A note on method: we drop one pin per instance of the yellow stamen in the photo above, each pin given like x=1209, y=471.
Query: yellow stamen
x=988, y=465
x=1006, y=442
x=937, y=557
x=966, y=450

+ + + +

Render the material above as a JSON list of strings with one string per line, leaving out any blank lines.

Final result
[
  "A note on method: we drop one pin per instance of the yellow stamen in the photo above, each pin given like x=1209, y=471.",
  "Query: yellow stamen",
  "x=988, y=465",
  "x=1006, y=442",
  "x=937, y=557",
  "x=966, y=450"
]